__Stated goal__. Rescale everything from the line containing "Put a dot on each instance of the peach" down to the end of the records, and reproduce those lines in full, requests included. Multiply every point coordinate in the answers by 0.95 and round each result to a whole number, rounding halves up; reproduce only these lines.

__Dataset records__.
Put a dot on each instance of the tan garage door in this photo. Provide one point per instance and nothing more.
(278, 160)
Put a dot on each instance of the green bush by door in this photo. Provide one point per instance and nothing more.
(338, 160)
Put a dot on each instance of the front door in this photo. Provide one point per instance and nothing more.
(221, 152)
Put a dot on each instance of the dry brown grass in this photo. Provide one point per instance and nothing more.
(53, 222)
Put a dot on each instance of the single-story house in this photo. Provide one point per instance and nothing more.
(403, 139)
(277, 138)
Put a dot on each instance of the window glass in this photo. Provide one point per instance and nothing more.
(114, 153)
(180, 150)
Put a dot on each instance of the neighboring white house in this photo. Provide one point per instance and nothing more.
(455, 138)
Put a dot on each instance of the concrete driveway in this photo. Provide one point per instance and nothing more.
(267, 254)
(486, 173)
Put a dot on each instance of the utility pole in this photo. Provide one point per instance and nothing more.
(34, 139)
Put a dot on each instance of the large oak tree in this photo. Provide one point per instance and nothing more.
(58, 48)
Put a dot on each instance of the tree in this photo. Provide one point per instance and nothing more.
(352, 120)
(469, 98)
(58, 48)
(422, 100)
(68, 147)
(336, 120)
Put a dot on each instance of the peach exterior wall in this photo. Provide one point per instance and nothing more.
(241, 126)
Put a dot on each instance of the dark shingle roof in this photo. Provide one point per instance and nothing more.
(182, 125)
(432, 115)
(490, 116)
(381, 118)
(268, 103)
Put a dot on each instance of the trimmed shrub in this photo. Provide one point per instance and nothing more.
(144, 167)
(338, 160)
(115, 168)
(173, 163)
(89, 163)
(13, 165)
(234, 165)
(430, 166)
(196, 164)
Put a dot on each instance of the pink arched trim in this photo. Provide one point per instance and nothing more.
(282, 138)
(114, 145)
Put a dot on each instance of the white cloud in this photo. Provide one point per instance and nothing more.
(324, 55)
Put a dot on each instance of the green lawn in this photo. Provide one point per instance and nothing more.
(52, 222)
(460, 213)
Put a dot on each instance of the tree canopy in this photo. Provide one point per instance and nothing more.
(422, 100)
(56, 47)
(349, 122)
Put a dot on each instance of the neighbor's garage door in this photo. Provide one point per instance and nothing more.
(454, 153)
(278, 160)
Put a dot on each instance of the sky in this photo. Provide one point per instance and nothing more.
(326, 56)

__Correct answer__.
Put a dot on each instance of the peach exterior wall in this photo. Provide one point per instance and nothing more.
(229, 120)
Put a dot on each instance of the dark shingle roof in this photo. Provide one point per instance and nothing more.
(173, 119)
(410, 109)
(466, 110)
(362, 112)
(255, 98)
Put a dot on each instance of the trimmed shrub in this photo. Provide one point per instance and nothing more.
(137, 159)
(321, 152)
(109, 160)
(164, 155)
(85, 155)
(12, 157)
(222, 157)
(409, 158)
(186, 156)
Put a dot on each instance of the pink arched trim in this photo. Provide one point per instance and nothing more.
(268, 131)
(108, 138)
Put a dot on each instance of the white cloud in this photo. Provide one point per instance and nothing more.
(308, 52)
Put a dot on each instance of the green lawn in this photo. Provide one point per instance and nothing more.
(49, 211)
(437, 202)
Put a dot on each instance of the tree canopy in this photo. Provide one point per instance and nothing more.
(401, 95)
(53, 45)
(332, 116)
Put a dot on each instance of the neighbor's garage door in this photo. Provide one point per instance and nothing more.
(431, 145)
(264, 152)
Put a dot on each instance of the sky in this photo. Provide one point per instance and nothing more.
(310, 53)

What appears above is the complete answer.